| Document passage |
• • • •
Think for yourself
First published as an editorial in the Christian Science Sentinel
Remember the wild dotcom boom during the late 1990s - and its explosive, crashing bust a few years later? Or the once-unimaginable slide of the mighty Japanese economy that took financial markets around the globe by surprise? What drove these events - both their rise and fall?
In the case of the dotcom boom, investors became caught up in the flurry of inflated value placed in companies that existed mostly on paper. And when those companies dissolved, a stampede took place in people's thinking with a massive shift from high expectations to deflation and, for many, heavy losses.
These events might seem unrelated to most of us. But they provide cogent examples of how groupthink - contagious group thinking - can drive employment rates, real estate prices, and consumer debt.
We see this phenomenon in our daily lives, too - in binge drinking on college campuses, in sensational court cases that hold fascinated millions in thrall, even in sports team loyalty that can border on the fanatic.
Other, more sinister examples of mass hypnotism have swept through human history: the witch trials that gripped Europe for three centuries, the Inquisition in Spain, the rise of anti-Semitism under the Nazis during the 1930s. The list of such examples is, tragically, much longer and much broader in scope than indicated here. But even these serve as reminders that nations and individuals must always be vigilant not to fall prey to communications that can replace clear, reasoned thinking with mass hysteria and scapegoating.
Mary Baker Eddy, the founder of this newspaper, recognized the stultifying and detrimental effect that fear-based, hypnotic ideas can have on the vitality of an individual as well as on a church or a nation. In her seminal book "Science and Health with Key to the Scriptures," she wrote, "The time for thinkers has come. Truth, independent of doctrines and time-honored systems, knocks at the portal of humanity" (page vii).
Today, those words are a call to wake up out of past beliefs that limit and demoralize ourselves or others. To ardently resist the drift toward "groupthink."
This mass hypnotic thinking could be something fairly temporary - and somewhat benign. Or it could be much more detrimental, as in the debilitating, unhealthy expectation that society foists upon many Western girls regarding their body image. These young teens try to emulate the malnourished, anorexic waifs who fill the pages of fashion and movie magazines, and in doing so devalue themselves and suffer emotionally and physically, sometimes even to the point of death.
• • • •
| Supplied material |
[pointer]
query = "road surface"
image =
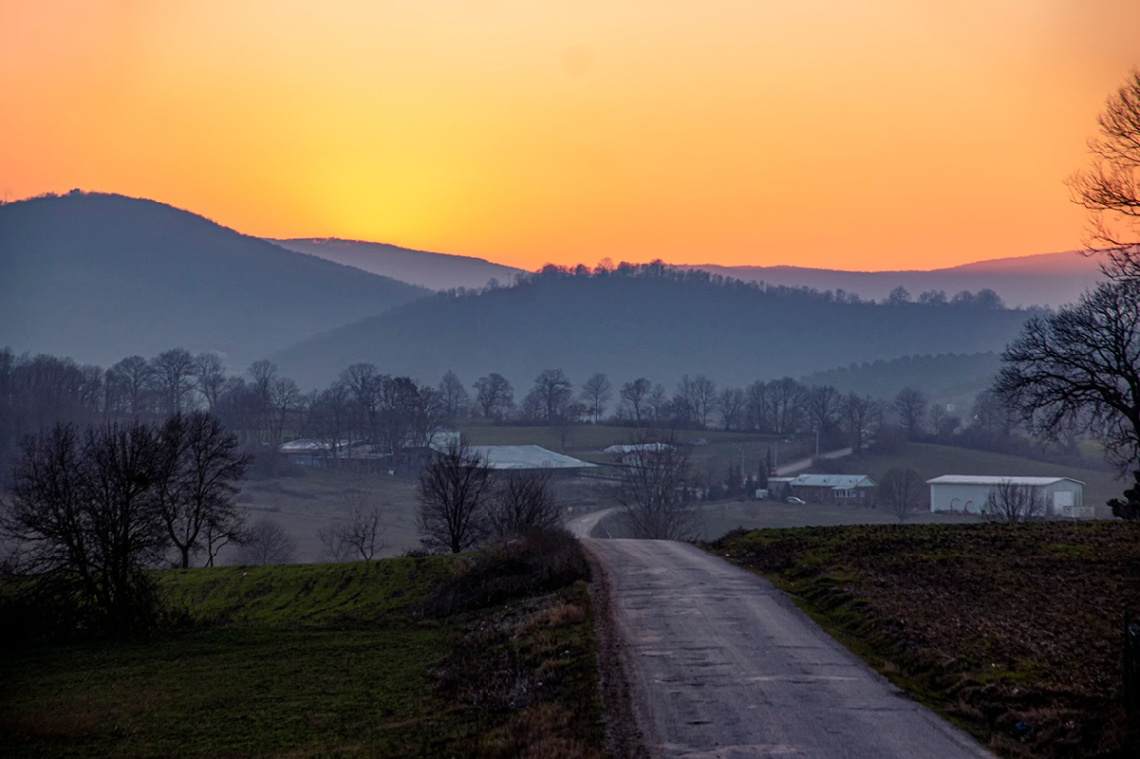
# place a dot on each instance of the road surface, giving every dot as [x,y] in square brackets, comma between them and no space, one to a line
[719,663]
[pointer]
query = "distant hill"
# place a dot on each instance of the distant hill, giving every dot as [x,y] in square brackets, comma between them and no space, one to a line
[99,277]
[651,321]
[1047,279]
[945,378]
[431,270]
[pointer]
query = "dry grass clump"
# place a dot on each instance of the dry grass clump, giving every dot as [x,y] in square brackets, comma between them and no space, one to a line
[1015,630]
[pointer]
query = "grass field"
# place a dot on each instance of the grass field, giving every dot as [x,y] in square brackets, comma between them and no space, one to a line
[315,498]
[1014,631]
[397,658]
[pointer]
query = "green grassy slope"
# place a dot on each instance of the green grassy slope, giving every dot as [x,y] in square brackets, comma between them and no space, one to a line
[348,660]
[1015,631]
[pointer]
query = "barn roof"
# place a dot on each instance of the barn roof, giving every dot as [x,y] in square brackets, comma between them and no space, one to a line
[835,481]
[527,457]
[991,480]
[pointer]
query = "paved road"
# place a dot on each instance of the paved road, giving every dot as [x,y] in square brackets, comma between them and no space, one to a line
[722,664]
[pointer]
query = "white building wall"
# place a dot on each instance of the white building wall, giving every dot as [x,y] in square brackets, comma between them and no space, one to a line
[1063,498]
[968,498]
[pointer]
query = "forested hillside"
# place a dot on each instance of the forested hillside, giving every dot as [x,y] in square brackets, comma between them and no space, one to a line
[98,277]
[946,377]
[652,321]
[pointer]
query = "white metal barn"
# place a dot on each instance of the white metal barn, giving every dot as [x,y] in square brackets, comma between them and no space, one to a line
[967,494]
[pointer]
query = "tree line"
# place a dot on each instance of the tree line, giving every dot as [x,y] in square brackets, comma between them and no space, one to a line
[388,415]
[92,508]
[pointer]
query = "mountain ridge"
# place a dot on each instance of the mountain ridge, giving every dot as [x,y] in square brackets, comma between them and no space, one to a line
[651,320]
[423,268]
[102,276]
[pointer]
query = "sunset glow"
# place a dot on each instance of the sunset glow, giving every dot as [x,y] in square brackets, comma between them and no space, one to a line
[872,135]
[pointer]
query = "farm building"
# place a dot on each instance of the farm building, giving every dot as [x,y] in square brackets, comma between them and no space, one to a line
[967,494]
[779,488]
[528,458]
[837,489]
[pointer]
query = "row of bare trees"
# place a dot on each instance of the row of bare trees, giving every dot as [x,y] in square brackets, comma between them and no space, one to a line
[91,509]
[463,502]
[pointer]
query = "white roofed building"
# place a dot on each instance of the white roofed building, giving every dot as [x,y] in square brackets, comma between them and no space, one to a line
[967,494]
[839,489]
[527,458]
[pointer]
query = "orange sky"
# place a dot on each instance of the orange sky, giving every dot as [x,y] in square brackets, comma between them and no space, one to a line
[840,133]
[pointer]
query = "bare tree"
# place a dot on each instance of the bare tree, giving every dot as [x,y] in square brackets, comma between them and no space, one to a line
[596,393]
[654,490]
[131,383]
[634,396]
[1081,367]
[267,543]
[494,396]
[732,408]
[911,407]
[453,494]
[1008,502]
[361,536]
[284,397]
[553,392]
[756,406]
[453,397]
[363,382]
[209,377]
[523,502]
[1109,189]
[173,373]
[201,468]
[331,417]
[860,414]
[902,489]
[86,516]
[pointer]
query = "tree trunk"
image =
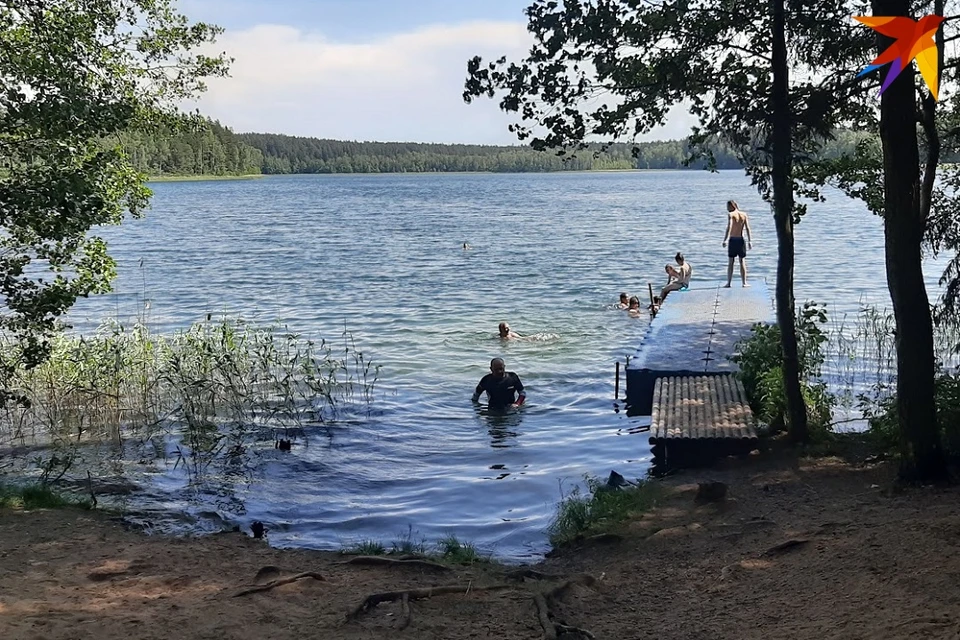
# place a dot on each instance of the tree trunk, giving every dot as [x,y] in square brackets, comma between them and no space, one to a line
[922,455]
[782,166]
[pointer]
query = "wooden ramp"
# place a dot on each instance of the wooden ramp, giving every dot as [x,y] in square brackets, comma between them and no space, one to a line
[695,333]
[699,418]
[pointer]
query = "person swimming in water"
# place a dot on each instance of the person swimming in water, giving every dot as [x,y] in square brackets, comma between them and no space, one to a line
[677,277]
[506,333]
[503,387]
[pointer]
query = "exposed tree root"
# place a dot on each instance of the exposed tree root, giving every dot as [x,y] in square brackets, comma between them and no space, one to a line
[552,630]
[584,579]
[543,615]
[517,575]
[407,613]
[407,562]
[783,547]
[418,594]
[278,582]
[567,629]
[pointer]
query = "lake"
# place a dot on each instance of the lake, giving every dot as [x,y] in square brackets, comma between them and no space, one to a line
[383,257]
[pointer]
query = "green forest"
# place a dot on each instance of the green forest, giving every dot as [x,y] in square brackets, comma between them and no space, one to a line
[216,150]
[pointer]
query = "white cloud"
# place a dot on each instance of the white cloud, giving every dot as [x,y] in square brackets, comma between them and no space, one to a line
[404,87]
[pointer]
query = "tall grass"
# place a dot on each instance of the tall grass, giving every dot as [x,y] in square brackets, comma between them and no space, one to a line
[600,510]
[214,387]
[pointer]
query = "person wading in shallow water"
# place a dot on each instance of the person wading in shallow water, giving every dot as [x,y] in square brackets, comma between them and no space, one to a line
[503,387]
[737,223]
[506,333]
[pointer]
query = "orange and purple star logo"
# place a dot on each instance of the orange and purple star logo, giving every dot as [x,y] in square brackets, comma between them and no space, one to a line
[914,41]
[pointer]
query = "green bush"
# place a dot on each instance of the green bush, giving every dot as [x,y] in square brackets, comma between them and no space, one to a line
[760,359]
[578,515]
[38,496]
[884,430]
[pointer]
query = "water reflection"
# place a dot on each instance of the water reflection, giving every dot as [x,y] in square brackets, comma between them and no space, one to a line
[502,424]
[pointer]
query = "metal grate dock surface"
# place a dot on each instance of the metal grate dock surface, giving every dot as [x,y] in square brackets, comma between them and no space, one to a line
[701,408]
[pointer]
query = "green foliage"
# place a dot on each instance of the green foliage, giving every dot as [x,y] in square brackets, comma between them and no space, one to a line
[37,496]
[405,544]
[760,360]
[883,421]
[289,154]
[75,73]
[215,386]
[206,149]
[579,515]
[365,548]
[450,549]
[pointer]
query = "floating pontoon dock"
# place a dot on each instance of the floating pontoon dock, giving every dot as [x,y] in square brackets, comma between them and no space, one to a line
[670,378]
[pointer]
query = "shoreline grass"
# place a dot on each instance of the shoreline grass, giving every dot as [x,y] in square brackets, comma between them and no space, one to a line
[579,516]
[38,496]
[448,549]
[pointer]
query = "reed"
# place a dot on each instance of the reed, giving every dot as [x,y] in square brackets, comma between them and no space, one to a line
[213,389]
[601,510]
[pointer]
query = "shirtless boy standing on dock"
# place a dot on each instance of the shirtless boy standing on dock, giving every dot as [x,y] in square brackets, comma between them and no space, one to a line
[737,223]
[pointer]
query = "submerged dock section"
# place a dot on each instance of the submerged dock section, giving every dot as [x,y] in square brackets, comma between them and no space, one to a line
[690,341]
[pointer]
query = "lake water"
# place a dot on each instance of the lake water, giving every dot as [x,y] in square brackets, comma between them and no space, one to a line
[382,256]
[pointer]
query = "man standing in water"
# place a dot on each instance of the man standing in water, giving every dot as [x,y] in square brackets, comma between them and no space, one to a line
[502,387]
[737,223]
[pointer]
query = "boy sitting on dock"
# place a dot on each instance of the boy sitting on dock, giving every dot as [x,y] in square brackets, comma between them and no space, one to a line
[677,277]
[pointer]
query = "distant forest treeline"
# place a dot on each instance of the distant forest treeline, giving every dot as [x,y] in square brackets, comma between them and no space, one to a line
[216,150]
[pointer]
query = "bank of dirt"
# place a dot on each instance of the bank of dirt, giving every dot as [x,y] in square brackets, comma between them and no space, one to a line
[866,560]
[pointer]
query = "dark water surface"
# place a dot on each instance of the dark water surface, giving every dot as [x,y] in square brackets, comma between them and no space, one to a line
[382,255]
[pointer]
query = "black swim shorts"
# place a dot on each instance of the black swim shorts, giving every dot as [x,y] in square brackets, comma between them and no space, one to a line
[737,248]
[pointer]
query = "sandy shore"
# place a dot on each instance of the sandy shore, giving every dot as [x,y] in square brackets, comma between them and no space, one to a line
[866,561]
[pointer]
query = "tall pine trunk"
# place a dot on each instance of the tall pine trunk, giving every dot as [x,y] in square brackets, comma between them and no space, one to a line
[904,223]
[782,166]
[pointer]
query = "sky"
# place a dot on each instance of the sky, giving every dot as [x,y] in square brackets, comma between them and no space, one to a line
[387,70]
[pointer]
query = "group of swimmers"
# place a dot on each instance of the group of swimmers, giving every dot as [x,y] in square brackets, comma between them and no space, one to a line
[678,277]
[504,388]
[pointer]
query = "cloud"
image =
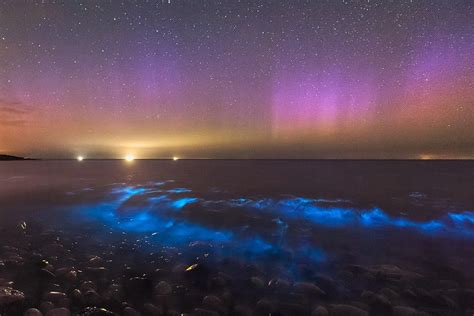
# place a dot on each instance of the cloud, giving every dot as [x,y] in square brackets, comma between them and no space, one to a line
[12,122]
[13,113]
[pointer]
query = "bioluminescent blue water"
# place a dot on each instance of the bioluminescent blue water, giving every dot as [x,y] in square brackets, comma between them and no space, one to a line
[160,214]
[156,217]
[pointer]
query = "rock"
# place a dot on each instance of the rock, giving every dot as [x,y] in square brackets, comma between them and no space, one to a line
[204,312]
[128,311]
[152,310]
[59,312]
[54,297]
[308,289]
[139,287]
[88,285]
[95,311]
[76,296]
[91,298]
[241,310]
[9,295]
[380,305]
[265,307]
[390,294]
[279,285]
[96,271]
[45,307]
[257,282]
[291,309]
[328,285]
[214,303]
[163,288]
[33,312]
[405,311]
[320,311]
[347,310]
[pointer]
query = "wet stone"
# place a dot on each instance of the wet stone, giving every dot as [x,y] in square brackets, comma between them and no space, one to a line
[129,311]
[405,311]
[347,310]
[152,310]
[214,303]
[320,311]
[46,307]
[9,295]
[54,297]
[95,311]
[308,289]
[163,288]
[59,312]
[33,312]
[204,312]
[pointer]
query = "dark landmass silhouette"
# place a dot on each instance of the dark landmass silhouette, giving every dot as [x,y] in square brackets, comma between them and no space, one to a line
[9,157]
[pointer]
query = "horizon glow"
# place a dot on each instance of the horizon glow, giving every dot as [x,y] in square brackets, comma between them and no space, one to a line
[246,79]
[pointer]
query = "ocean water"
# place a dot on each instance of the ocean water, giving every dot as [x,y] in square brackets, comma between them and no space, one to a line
[297,221]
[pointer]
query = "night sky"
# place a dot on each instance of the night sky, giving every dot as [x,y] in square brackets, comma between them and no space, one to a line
[237,79]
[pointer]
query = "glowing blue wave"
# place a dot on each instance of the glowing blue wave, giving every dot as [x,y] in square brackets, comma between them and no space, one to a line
[157,219]
[160,216]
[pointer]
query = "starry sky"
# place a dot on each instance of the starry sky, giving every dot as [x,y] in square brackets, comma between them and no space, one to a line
[237,79]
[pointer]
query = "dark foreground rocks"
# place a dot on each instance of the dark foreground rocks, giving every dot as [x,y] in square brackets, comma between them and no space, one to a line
[54,274]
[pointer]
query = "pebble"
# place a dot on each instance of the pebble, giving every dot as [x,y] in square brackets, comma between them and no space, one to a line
[33,312]
[347,310]
[59,312]
[9,295]
[320,311]
[308,289]
[214,303]
[163,288]
[129,311]
[54,297]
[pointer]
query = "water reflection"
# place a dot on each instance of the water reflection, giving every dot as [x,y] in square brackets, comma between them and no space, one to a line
[157,210]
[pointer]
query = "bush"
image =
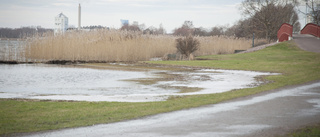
• • • •
| Tasks and exercises |
**1)** From the editorial on groupthink, copy word for word the part starting with "In the case" and going on through "many, heavy losses.".
**2)** Decide whether each statement below agrees with the editorial on groupthink. Answer yes or no for each, and quote the deciding words from the editorial.
(a) The witch trials gripped Europe for three centuries.
(b) The quotation from "Science and Health with Key to the Scriptures" is from page 12.
(c) The dotcom boom took place during the early 1980s.

| Task responses |
**1)**
In the case of the dotcom boom, investors became caught up in the flurry of inflated value placed in companies that existed mostly on paper. And when those companies dissolved, a stampede took place in people's thinking with a massive shift from high expectations to deflation and, for many, heavy losses.

**2)**
(a) Yes: "the witch trials that gripped Europe for three centuries"
(b) No: "(page vii)"
(c) No: "the wild dotcom boom during the late 1990s"